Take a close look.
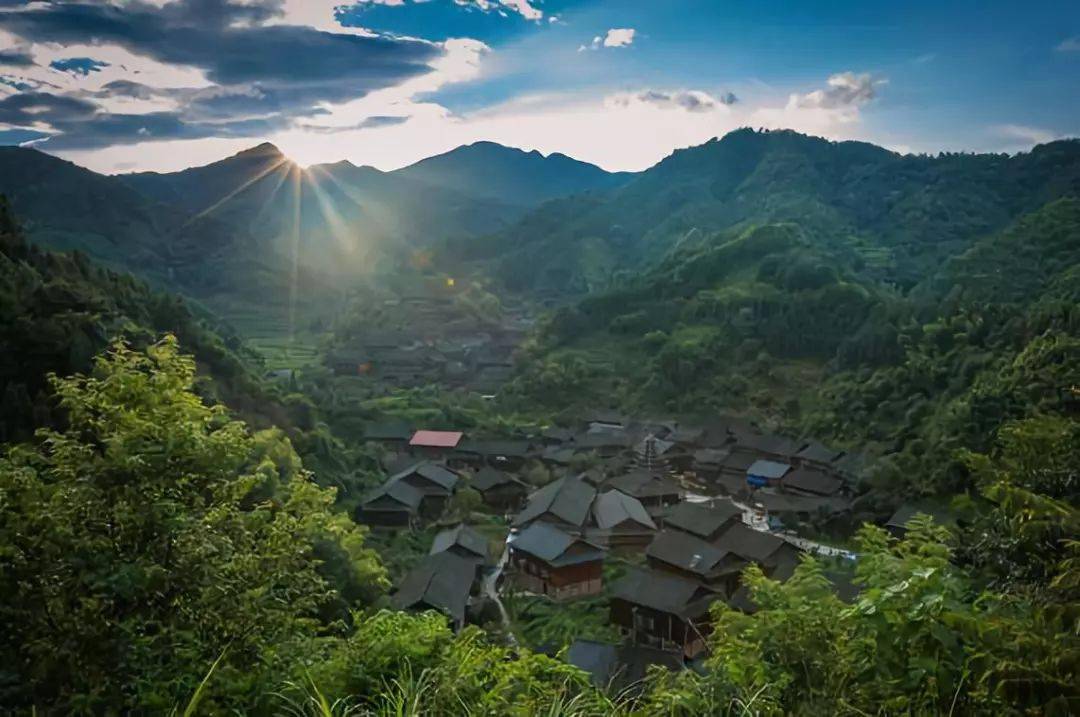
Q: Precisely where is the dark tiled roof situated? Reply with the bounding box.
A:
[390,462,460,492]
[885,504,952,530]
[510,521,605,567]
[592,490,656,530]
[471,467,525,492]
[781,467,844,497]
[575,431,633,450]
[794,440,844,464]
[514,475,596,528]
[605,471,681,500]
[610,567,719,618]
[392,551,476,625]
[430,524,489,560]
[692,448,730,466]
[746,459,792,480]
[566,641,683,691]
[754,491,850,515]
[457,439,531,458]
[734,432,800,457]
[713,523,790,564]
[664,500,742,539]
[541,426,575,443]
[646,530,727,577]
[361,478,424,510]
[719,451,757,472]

######

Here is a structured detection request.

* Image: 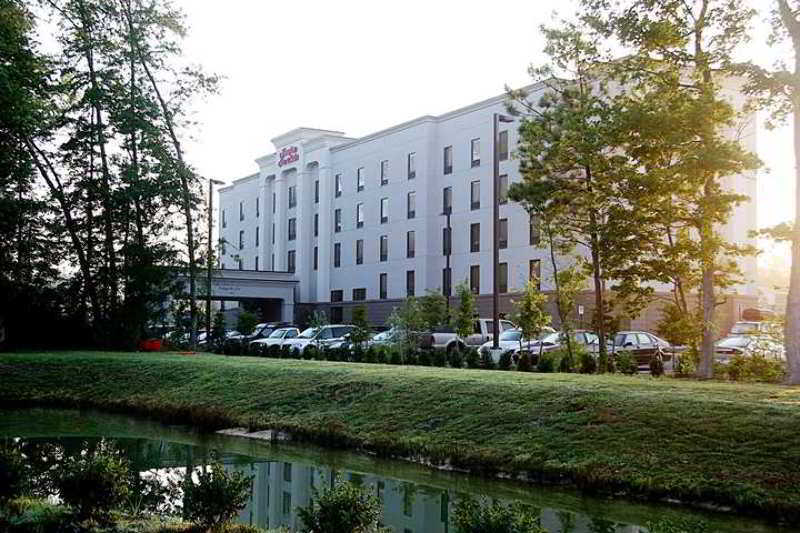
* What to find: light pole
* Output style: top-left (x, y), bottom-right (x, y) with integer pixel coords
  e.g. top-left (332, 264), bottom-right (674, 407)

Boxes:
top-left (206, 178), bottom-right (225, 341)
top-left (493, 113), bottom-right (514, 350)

######

TASK INSTRUCTIONS:
Go through the listing above. Show each line where the word "with" is found.

OUTPUT OF THE EXERCISE:
Q: Precisely where is the dark tiled roof situated? Reply with the bounding box.
* Output style: top-left (x, y), bottom-right (x, y) with integer pixel coords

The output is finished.